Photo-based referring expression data
# # # #

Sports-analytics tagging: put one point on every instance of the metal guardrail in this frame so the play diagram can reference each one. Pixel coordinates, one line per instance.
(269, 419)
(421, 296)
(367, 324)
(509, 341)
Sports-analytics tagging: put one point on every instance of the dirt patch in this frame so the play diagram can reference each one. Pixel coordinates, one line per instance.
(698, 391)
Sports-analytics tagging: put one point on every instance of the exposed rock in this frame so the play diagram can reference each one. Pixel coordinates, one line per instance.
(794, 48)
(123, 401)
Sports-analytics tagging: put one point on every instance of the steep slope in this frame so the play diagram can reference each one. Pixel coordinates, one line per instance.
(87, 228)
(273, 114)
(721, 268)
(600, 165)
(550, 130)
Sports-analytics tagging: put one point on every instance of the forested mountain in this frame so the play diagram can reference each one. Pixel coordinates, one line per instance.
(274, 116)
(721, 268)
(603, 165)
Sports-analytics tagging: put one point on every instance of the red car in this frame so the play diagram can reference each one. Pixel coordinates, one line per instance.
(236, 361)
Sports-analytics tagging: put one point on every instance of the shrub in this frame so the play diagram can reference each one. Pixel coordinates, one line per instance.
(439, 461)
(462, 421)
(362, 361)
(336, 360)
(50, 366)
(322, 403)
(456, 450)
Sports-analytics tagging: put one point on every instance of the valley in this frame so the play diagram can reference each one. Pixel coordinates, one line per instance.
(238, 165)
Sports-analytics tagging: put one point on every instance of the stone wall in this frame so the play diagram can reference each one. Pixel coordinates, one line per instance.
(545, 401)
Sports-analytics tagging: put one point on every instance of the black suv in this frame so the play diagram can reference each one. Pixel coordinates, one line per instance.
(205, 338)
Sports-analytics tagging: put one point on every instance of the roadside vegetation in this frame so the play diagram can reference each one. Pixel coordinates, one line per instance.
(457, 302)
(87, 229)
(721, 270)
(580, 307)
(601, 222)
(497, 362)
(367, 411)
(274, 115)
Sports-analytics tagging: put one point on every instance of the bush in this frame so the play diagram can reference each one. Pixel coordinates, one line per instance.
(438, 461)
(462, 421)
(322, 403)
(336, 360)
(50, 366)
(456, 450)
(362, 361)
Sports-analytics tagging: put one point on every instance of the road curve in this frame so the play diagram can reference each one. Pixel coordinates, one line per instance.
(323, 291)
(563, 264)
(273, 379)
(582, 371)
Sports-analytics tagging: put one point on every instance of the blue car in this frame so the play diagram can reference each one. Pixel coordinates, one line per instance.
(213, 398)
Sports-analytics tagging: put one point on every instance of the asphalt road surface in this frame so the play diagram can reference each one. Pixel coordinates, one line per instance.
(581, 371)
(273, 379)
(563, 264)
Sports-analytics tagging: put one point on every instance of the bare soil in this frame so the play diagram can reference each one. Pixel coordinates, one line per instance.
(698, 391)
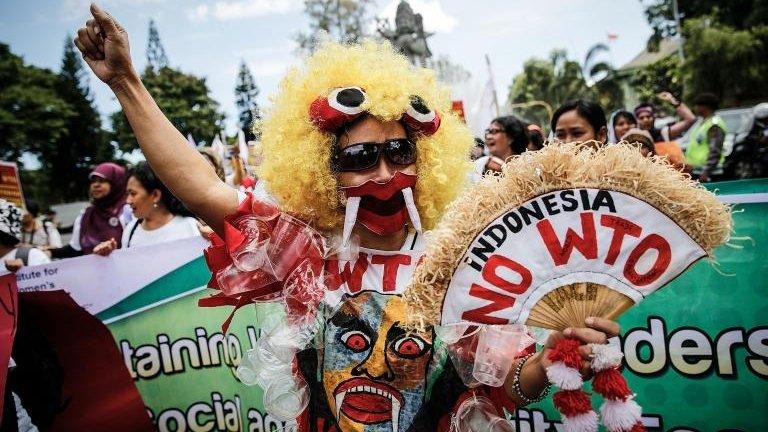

# # # #

EXERCISE OBJECTIVE ▸ Only the lines from the one that holds "of the bush" through the end of the records above should be printed again, exactly as they are. Leave out the pictures.

SOLUTION TO THIS EXERCISE ▸
Sports-analytics tagging: put one point on every instance of the bush in this frame so the play diagram can reference each one. Pixel coordinates, one line per instance.
(438, 461)
(462, 421)
(322, 403)
(336, 360)
(50, 366)
(456, 450)
(362, 361)
Sports-analytics tagging: put one point on every instance of the road curve in this frame so the play diagram can reference each one. Pixel coordinates, one line per instance.
(323, 291)
(563, 264)
(273, 379)
(582, 371)
Sports-analytics tagging: put one point on every instance of the blue car in this frame so the play diagram can reference each one. Pixel coordinates, one line per instance.
(213, 398)
Sports-analytics tagging: put one point on every instance of the asphalt road surface in this frame so the play diagram can reference each one. Pixel coordinates, one line per instance.
(581, 371)
(273, 379)
(563, 264)
Sports-analytics tagging: put one point on every instance of the bare soil in this frame so the play diagram can reference each one. Pixel coordinates, one line per instance.
(698, 391)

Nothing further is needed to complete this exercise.